▶ SHORT PROBLEM:
Retype every line of the records below character for character, omitting the pictures.
[Start of RECORDS PROVIDED]
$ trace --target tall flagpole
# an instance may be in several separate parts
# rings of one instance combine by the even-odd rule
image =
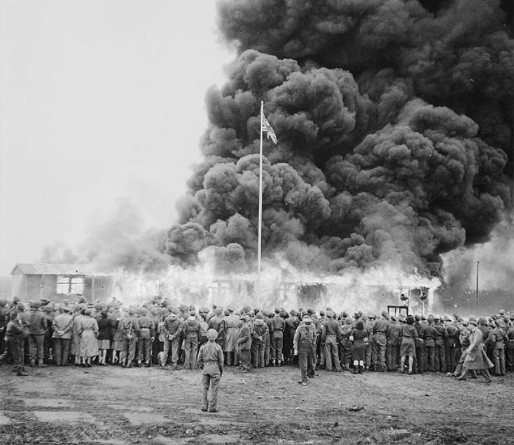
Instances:
[[[257,241],[257,301],[260,300],[260,257],[262,238],[262,116],[264,101],[260,101],[260,150],[259,152],[259,228]]]

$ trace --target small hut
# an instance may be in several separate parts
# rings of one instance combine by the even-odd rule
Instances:
[[[11,294],[22,301],[43,298],[59,301],[70,295],[82,296],[90,303],[106,301],[112,288],[111,276],[91,264],[19,263],[11,275]]]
[End of RECORDS PROVIDED]
▶ REPLY TO THE EXERCISE:
$ trace --target tall flagpole
# an instance may be in several separate parts
# rings of one instance combine by the even-odd rule
image =
Instances:
[[[257,241],[257,301],[260,300],[260,257],[262,238],[262,116],[264,101],[260,101],[260,150],[259,152],[259,228]]]

$ trace --target small hut
# an instance may be in several separate parts
# rings of one instance combine by the even-odd rule
Instances:
[[[11,294],[22,301],[43,298],[59,301],[70,295],[82,296],[90,303],[106,301],[112,288],[111,276],[91,264],[19,263],[11,275]]]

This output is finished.